Please find every line in the items below that contains the word "dark" and copy each of those lines out in full. Case counts, so match only that exact capitalization.
start
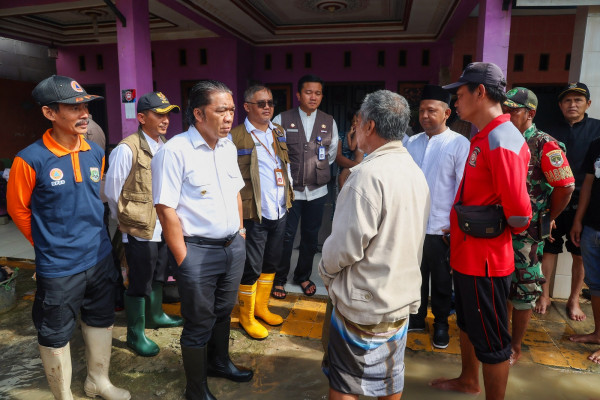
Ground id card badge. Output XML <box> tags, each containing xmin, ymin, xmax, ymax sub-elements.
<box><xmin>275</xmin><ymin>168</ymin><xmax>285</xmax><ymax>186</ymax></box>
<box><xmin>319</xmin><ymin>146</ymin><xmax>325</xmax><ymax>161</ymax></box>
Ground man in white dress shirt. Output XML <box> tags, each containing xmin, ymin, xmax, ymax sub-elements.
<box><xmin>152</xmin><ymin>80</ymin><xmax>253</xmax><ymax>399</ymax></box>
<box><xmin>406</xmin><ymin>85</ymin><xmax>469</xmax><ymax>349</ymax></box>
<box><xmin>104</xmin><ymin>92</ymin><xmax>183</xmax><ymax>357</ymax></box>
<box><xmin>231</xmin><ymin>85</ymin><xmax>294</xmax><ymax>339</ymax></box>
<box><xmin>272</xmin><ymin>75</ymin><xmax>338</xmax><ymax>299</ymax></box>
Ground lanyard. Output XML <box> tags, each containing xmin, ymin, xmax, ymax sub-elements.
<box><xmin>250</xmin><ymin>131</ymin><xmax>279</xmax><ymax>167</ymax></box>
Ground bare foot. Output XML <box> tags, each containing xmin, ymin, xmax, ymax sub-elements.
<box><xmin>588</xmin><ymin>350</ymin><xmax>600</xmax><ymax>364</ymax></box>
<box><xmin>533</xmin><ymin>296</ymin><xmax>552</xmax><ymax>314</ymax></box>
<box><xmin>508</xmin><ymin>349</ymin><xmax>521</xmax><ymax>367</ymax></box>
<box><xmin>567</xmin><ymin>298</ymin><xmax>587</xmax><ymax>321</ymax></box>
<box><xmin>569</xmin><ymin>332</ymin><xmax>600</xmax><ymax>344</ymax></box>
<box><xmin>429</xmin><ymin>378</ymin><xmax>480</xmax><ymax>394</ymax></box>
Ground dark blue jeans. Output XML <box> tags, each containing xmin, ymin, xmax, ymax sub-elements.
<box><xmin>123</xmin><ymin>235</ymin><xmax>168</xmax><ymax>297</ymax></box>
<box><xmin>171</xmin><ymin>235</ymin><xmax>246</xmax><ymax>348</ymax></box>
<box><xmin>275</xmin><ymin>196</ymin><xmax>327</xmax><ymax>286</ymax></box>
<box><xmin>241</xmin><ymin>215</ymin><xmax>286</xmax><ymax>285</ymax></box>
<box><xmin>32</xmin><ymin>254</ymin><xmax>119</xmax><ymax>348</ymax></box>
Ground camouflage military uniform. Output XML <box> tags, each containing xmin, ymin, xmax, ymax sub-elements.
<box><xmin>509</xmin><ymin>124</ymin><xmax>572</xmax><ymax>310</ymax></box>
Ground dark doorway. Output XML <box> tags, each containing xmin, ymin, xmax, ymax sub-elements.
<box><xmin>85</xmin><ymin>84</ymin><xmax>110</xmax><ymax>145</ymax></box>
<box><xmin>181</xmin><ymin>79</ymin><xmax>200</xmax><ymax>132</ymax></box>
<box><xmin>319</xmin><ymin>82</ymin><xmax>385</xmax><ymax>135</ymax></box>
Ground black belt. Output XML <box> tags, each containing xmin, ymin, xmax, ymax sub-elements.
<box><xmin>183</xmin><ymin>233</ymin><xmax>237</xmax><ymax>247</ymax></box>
end
start
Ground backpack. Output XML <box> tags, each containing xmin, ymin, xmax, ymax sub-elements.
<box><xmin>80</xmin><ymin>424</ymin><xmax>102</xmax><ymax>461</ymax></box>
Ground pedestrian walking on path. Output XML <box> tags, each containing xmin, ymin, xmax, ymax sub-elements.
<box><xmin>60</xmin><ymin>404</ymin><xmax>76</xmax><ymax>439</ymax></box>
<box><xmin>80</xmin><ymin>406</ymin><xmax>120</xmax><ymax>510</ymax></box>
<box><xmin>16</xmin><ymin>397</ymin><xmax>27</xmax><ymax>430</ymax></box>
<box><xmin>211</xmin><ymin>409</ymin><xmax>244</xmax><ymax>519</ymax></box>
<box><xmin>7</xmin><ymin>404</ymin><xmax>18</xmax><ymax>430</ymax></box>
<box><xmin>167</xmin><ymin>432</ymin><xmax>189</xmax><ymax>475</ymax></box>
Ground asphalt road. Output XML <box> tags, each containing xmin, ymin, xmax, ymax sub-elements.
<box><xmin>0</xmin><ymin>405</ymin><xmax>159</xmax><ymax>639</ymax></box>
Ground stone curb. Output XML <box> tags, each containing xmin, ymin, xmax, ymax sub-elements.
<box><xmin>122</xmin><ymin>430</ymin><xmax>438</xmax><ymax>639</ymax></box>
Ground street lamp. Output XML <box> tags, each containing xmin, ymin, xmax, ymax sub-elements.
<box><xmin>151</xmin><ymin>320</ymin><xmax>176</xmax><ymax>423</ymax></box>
end
• **RESULT**:
Ground dark blue jeans. Output XML <box> tags, each containing xmin, ymin, xmax, ymax sub-elements.
Ground dark doorway. Output XML <box> tags, each containing xmin, ymin, xmax, ymax sub-elements.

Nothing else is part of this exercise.